Textauszug →

--------------------------------------------------

Schakiki ist davon überzeugt, dass der Sturz
Saddams die letzten Tage von Arafat eingeläutet habe – und das
palästinensische Volk aus der Isolation manövrieren werde. "Arafat
wird endlich in Rente gehen, und Machmud Abbas wird uns den Frieden
mit Israel bringen." Abbas ist der neue palästinensische
Ministerpräsident, der gerade versucht, ein Kabinett nach seinem
Gusto zusammenzustellen – wogegen Arafat sich sperrt.
Saddam im Tomatenberg
Mohammed Hamed hat sich mit Arafats
Autonomiebehörde angelegt – und verloren. Bis vor wenigen Wochen
noch führte der fünffache Familienvater ein Obst- und Gemüsegeschäft
im Zentrum Jerichos. Als seine Kollegen plötzlich anfingen, in die
Apfelsinen- und Tomatenberge statt Preisschildern Saddam- Poster zu
stellen, als sie ihre Radios auf den irakischen Staatsrundfunk
einstellten, platzte ihm der Kragen. Er stritt mit den Kollegen. Wie
sie einen Mann verehren könnten, der die eigene Bevölkerung mit
Giftgas ausgelöscht hat. Ob sie nicht merkten, dass sich Saddam die
Gunst der Palästinenser durch die großzügigen Geldspenden für
Familienangehörige von Selbstmordattentätern erkaufe. Eines Tages
wurde er von palästinensischen Polizisten aufgefordert, seinen Stand
zu schließen, die Lizenz werde nicht mehr verlängert. Anschließend
eskortierte man ihn auf die örtliche Polizei. Zwei Tage lang sei er
dort festgehalten und geschlagen worden. "Warum müssen wir leiden?",
fragt Mohammed Hamed. Einige Freunde seien bis heute spurlos
verschwunden.

--------------------------------------------------

Einträge zum Zeigen auf benannte Objekte →
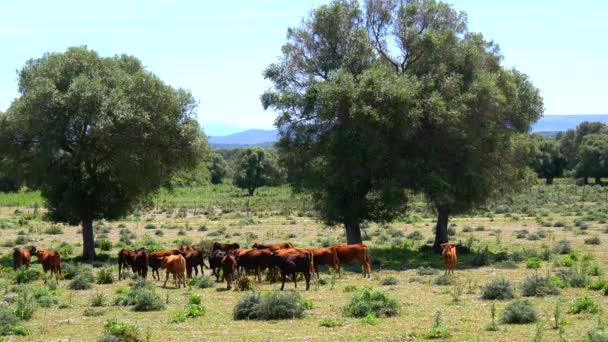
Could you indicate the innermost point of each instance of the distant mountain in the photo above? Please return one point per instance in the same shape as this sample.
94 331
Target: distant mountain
250 137
552 123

--------------------------------------------------

Ziel der Aufgabe → Übertragen Sie den Satz „Mohammed Hamed hat sich mit Arafats Autonomiebehörde angelegt – und verloren.“ aus dem Textauszug ins Englische. Die Einträge haben keinen Bezug zum Textauszug.

Ausgabe → Mohammed Hamed took on Arafat's Palestinian Authority – and lost.